* _Testo estratto_:
********************

Seppure tardivamente, la consapevolezza di Mizzi si manifestava, con un disperato tentativo di rompere l’accerchiamento, in coincidenza al varo dei decreti delegati che definivano la competenza reciproca dello Stato e delle amministrazioni regionali in materia agricola, varati, dopo dispute accese, nell’estate del 1977. A quello che aveva diritto di reputare tradimento democristiano il ragioniere piacentino tentava di opporre una contromossa palesemente avventata: l’apertura di una trattativa diretta con l’avversario di sempre, il Partito comunista. L’interlocutore prescelto era l’assessore all’agricoltura dell’Emilia Romagna, Giorgio Ceredi, un devoto dell’ortodossia leninista che dalle prime scelte aveva dimostrato di essere in grado di opporre ai consorzi agrari, ove non si fossero assoggettati ai suoi poteri, la più rigida prassi punitiva. Alla stesura di un capitolato di tregua tra i due avversari reagivano, però, con rabbioso accanimento, le cooperative cattoliche, che dall’esclusione dei consorzi emiliani dai beneficio pubblici si ripromettevano di assurgere a uniche destinatarie "bianche" delle beneficenze "rosse".
L’uomo che aveva governato, per trent’anni, attraverso fili riservati, la vita economica delle campagne, non avrebbe retto alla rissosa polemica che lo investiva in prima persona: secondo testimoni vicini al vecchio autarca, Mizzi sarebbe morto di infarto, il 9 dicembre 1977, dopo una drammatica telefonata al presidente della Confcooperative, Enzo Badioli, l’alfiere del solidarismo cattolico di cui gli elenchi di Gelli proclameranno la militanza massonica.

Cambia lo scenario professionale

Come il Partito socialista ha preteso, accedendo al Governo, la chiusura del contenzioso politico sulla Federconsorzi, così la ha rivendicata, per sostenere la maggioranza della "non sfiducia", il Partito comunista, che, verificato il fallimento dell’iniziativa del proprio gastaldo emiliano rilancia il gioco in Parlamento. Alla Commissione agricoltura di Palazzo Madama si sovrappongono, così, tre progetti di riforma, che alimentano un confronto che procede ondeggiando fino a quando, dopo amletici affanni, Enrico Berlinguer converte la "non fiducia" in genuina sfiducia, e il castello di sabbia si sgretola. Voci informate diranno che ha indirizzato la trattativa al naufragio l’attiva avversione degli uomini della Coldiretti, a nome della quale Truzzi ha condotto personalmente, in Senato, le trattative con Emanuele Macaluso.

********************

Etichette dei punti sugli oggetti:
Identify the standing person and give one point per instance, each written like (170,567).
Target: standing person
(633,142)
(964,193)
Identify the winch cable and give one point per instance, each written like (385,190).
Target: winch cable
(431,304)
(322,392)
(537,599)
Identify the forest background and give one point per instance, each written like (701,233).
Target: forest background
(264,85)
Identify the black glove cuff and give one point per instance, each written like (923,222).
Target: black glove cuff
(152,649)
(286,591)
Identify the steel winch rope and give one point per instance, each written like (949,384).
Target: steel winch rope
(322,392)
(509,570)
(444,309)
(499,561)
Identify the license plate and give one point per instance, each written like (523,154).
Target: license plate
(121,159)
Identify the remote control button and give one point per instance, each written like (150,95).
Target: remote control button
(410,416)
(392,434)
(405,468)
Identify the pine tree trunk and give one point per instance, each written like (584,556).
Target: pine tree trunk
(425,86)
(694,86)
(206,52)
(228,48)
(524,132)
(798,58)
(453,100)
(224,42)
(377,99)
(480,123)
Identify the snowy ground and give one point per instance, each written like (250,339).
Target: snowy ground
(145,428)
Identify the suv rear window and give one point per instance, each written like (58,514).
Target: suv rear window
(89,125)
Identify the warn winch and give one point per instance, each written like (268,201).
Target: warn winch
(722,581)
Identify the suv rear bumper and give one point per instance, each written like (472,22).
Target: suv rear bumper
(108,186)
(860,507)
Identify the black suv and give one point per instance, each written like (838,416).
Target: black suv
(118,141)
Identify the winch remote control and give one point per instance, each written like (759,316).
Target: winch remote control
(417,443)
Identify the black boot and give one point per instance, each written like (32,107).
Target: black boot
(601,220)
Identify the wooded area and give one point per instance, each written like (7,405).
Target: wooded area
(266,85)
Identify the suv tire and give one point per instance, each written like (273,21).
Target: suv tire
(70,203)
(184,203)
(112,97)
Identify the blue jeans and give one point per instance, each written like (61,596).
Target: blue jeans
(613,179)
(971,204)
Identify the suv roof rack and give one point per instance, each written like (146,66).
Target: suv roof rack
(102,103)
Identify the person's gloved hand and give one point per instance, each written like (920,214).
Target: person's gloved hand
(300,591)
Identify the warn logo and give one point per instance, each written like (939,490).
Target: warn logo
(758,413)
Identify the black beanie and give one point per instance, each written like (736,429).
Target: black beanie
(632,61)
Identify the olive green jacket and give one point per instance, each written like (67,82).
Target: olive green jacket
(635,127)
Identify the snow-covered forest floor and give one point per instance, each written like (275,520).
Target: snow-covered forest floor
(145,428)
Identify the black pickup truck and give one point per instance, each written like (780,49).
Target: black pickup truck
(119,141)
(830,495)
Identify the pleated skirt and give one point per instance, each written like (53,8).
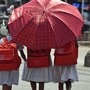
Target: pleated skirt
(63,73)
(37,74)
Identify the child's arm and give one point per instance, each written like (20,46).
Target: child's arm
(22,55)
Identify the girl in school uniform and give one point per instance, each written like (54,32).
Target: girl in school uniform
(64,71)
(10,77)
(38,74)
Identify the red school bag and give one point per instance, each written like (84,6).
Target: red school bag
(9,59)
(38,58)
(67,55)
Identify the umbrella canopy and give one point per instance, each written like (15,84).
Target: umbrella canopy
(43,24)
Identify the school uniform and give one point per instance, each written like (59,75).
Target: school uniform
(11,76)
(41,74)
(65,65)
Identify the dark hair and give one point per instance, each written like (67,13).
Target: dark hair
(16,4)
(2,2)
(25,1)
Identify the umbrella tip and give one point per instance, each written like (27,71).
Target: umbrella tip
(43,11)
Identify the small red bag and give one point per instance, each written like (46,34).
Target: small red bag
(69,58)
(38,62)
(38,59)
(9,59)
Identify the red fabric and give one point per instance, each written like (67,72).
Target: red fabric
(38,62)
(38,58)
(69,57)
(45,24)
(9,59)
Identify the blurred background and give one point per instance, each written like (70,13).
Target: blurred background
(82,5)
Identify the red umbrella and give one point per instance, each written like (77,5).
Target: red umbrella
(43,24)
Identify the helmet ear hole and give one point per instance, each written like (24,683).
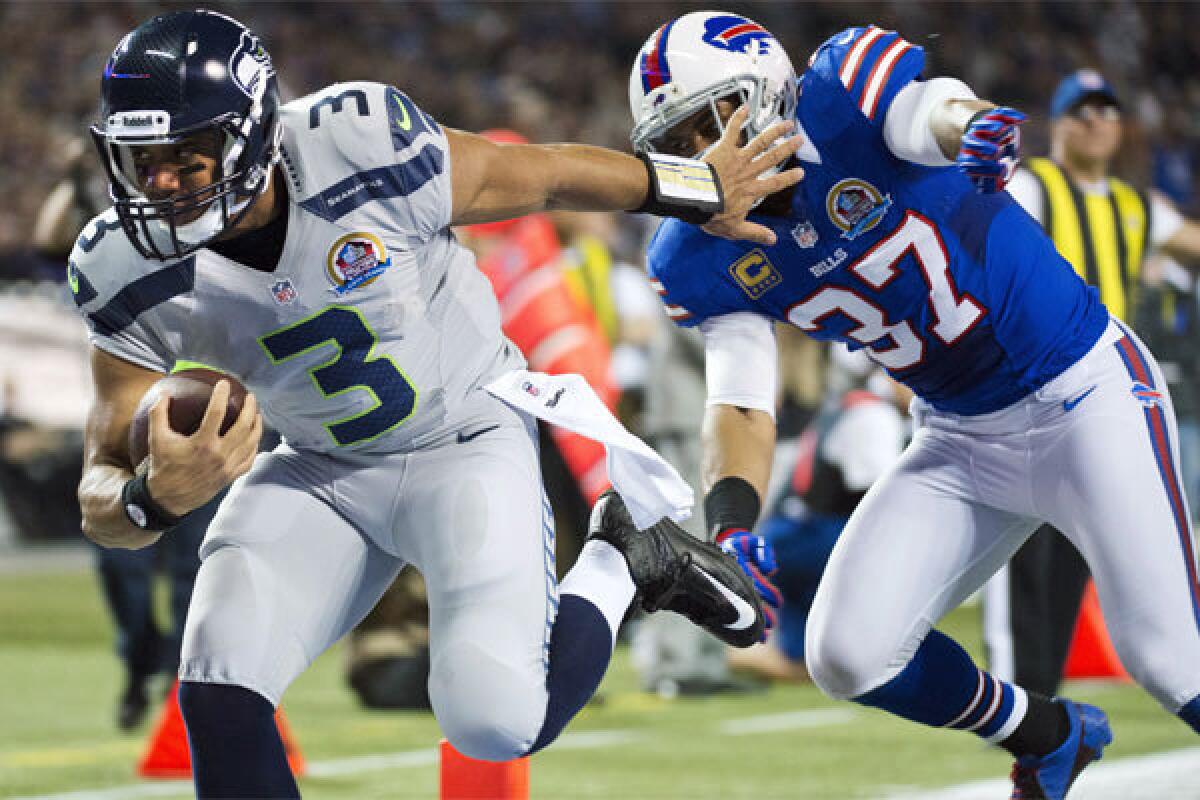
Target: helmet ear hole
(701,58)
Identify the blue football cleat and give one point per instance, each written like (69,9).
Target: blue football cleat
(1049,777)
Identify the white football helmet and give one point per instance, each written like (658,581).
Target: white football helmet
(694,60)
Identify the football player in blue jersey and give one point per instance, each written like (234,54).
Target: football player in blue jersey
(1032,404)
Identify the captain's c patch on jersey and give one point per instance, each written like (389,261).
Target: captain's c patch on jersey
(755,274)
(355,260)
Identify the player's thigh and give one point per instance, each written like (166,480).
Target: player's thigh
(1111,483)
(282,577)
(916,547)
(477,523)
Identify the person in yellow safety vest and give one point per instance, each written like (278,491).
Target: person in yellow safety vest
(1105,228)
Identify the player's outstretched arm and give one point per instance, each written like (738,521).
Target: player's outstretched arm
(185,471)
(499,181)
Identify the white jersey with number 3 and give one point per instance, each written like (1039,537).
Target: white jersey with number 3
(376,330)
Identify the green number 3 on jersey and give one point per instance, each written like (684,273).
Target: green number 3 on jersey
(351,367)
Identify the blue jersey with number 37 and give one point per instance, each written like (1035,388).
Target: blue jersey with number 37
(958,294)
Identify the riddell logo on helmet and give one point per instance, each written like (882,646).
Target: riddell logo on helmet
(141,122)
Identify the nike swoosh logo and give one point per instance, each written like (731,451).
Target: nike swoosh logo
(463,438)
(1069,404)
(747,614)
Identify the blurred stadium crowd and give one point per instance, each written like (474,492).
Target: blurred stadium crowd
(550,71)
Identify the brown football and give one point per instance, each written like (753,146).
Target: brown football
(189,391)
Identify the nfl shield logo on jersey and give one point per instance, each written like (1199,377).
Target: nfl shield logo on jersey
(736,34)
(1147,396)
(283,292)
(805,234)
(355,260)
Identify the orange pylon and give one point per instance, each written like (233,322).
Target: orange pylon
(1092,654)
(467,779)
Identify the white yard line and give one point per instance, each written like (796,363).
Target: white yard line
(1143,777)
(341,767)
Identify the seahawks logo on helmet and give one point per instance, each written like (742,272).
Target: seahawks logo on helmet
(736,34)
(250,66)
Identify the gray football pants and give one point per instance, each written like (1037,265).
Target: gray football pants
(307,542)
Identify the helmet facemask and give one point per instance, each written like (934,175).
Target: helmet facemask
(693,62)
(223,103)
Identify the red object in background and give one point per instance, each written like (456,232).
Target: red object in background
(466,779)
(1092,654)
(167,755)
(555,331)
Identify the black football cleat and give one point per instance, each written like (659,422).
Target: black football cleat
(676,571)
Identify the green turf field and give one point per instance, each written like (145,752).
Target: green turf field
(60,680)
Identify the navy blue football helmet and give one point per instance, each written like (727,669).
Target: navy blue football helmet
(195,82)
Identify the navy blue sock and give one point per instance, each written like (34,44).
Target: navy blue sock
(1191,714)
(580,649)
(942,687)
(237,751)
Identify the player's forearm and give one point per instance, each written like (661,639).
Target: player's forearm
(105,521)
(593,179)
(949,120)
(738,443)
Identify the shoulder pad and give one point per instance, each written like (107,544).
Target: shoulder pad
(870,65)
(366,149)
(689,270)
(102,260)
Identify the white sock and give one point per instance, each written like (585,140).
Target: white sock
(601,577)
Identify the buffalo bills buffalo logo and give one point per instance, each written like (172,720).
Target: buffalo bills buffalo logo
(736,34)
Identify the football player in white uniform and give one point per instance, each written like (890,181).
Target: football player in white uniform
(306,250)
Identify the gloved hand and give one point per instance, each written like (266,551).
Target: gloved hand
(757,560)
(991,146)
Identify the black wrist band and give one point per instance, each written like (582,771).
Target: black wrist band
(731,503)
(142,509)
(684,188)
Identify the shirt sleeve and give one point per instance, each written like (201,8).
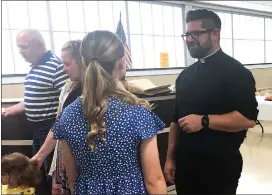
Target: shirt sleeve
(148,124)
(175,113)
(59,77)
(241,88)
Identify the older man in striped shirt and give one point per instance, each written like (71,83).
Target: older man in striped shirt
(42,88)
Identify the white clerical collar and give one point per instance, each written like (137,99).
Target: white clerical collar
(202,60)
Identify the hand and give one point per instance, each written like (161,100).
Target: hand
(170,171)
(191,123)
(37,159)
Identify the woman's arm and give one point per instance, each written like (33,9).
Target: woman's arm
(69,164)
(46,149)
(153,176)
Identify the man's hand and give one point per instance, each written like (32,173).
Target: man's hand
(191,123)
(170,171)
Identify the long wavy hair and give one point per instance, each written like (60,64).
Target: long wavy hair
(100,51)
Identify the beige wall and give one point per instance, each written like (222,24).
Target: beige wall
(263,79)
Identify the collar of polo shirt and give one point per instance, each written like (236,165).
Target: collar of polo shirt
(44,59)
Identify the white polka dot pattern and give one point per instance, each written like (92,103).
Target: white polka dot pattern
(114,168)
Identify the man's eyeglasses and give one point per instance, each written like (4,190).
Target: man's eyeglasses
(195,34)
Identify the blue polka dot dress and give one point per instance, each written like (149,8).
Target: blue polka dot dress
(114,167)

********************

* _Completa quanto segue_:
1. Trascrivi alla lettera il passo del testo sulla Federconsorzi che inizia con le parole "L’uomo che aveva" e termina con "la militanza massonica.".
2. Nel testo sulla Federconsorzi, chi era l'interlocutore scelto da Mizzi per la trattativa diretta con il Partito comunista?

* _Risposte_:
1.
L’uomo che aveva governato, per trent’anni, attraverso fili riservati, la vita economica delle campagne, non avrebbe retto alla rissosa polemica che lo investiva in prima persona: secondo testimoni vicini al vecchio autarca, Mizzi sarebbe morto di infarto, il 9 dicembre 1977, dopo una drammatica telefonata al presidente della Confcooperative, Enzo Badioli, l’alfiere del solidarismo cattolico di cui gli elenchi di Gelli proclameranno la militanza massonica.

2. Giorgio Ceredi, assessore all'agricoltura dell'Emilia Romagna.